= EXERCISE BRIEF =
All lines below are to be transcribed exactly.

= Dataset entries =
◇ ◇ ◇ ◇

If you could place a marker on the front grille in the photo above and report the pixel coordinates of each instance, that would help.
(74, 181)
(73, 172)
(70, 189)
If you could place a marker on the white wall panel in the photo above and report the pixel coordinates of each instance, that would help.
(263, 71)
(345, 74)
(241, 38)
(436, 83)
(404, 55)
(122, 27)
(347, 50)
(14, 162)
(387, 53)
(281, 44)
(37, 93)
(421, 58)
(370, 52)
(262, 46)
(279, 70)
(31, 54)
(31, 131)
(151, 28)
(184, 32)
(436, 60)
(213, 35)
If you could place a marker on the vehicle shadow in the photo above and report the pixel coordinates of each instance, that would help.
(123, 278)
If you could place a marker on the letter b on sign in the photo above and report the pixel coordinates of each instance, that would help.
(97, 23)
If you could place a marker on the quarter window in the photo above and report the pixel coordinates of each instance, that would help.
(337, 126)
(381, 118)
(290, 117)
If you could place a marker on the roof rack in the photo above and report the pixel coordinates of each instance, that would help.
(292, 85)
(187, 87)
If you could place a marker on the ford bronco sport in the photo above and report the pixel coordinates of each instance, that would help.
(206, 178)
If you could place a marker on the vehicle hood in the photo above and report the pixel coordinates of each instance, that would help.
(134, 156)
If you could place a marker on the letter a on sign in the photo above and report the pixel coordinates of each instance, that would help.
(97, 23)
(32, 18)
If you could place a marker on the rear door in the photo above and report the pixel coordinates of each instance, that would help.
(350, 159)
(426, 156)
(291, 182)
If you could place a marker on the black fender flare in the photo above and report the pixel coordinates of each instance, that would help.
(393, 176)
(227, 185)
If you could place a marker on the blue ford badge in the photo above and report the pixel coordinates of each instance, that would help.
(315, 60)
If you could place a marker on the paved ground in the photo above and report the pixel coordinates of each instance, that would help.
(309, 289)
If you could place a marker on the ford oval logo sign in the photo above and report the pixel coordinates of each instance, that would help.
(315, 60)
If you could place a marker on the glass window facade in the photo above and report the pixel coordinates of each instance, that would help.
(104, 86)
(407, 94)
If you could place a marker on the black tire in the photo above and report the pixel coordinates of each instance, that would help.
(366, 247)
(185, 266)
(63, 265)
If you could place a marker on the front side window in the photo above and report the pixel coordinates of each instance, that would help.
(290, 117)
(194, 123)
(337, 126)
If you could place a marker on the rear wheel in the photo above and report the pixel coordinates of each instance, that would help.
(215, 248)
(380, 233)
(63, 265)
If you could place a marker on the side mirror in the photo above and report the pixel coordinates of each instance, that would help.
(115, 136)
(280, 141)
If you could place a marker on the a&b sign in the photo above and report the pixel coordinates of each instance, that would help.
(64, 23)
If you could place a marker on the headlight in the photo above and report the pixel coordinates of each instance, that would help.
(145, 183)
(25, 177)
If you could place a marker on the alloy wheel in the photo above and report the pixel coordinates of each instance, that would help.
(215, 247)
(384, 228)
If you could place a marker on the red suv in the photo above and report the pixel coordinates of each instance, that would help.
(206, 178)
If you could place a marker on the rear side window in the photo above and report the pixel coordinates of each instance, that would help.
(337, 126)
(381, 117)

◇ ◇ ◇ ◇

= REPLY TO THE TASK =
If you could place a marker on the front grille in the photo above and report the pixel coordinates of each instance, that would help.
(74, 181)
(73, 172)
(70, 189)
If you could place a marker on the white wall panel in the photo above and report the pixel coordinates of each instance, that would help.
(263, 71)
(345, 74)
(241, 38)
(436, 83)
(404, 55)
(122, 27)
(347, 50)
(14, 162)
(387, 53)
(281, 44)
(37, 93)
(421, 58)
(370, 52)
(262, 46)
(279, 70)
(31, 54)
(31, 131)
(151, 28)
(184, 32)
(436, 60)
(213, 35)
If you could place a marker on the vehicle shadow in the photo above and report the pixel coordinates of each instance, that would help.
(123, 278)
If you could place a marker on the letter b on sign in the photo above and report the pixel coordinates of each instance, that would help.
(97, 23)
If you could place a marker on the quarter window in the photo above and report the pixel coordinates of each instance, that would help.
(337, 126)
(381, 118)
(290, 117)
If you could place a marker on the roof rack in the photo above and report the pixel coordinates of each instance, that would help.
(292, 85)
(187, 87)
If you could place a marker on the ford bronco sport in the photo above and report the pixel coordinates of each instance, that would help.
(206, 178)
If you could place a marker on the vehicle hood in the photo above and report the pixel coordinates of each instance, that would help.
(134, 156)
If you could place a marker on the letter a on sign in the photo above and report the pixel coordinates of each instance, that would help.
(97, 23)
(32, 18)
If you could place a marker on the rear door in the photo above and report the pixel coordinates of each instance, that would help.
(350, 159)
(426, 156)
(291, 182)
If you could place a marker on the black fender flare in the photo above and report the pixel coordinates of each instance, that would help.
(393, 176)
(227, 185)
If you could place a marker on the blue ford badge in the photo above and report the pixel coordinates of each instance, that would help.
(315, 60)
If you could place a marker on the paved ground in the photo above and report the pixel coordinates of each instance, that would help.
(309, 289)
If you could place a marker on the ford oval logo sign in the photo above and report the pixel coordinates of each instance, that would help.
(315, 60)
If you could place a marker on the glass window facade in the photo above and report the pixel coordinates of each instance, that would help.
(104, 86)
(407, 94)
If you could place a marker on the black tire in the photo above and report the pixel coordinates of each instance, that would help.
(366, 247)
(185, 266)
(63, 265)
If you could place a marker on the front side window in the photo above and report the pixel coordinates of each instance, that would help.
(290, 117)
(194, 123)
(337, 126)
If you could place a marker on the rear wheel in the photo above and report the pixel coordinates of each instance, that would help.
(215, 248)
(380, 233)
(63, 265)
If you could place a marker on the side mirror in the photo above and report the pixel coordinates of each instance, that would help.
(115, 136)
(280, 141)
If you could place a marker on the a&b sign in the photo above and report the pixel coordinates of each instance, that would help.
(64, 23)
If you could place a marker on the headlight in the photo above and report the pixel coordinates of each instance, that would help.
(145, 183)
(25, 177)
If you could place a marker on the alloy wheel in the photo above and report the pixel coordinates of each instance, that would help.
(215, 247)
(384, 228)
If you could place a marker on the red suv in the photo above and report the pixel coordinates of each instance, that would help.
(206, 178)
If you could place a marker on the rear side window in the photo above and report the pixel coordinates of each instance, that would help.
(337, 126)
(381, 117)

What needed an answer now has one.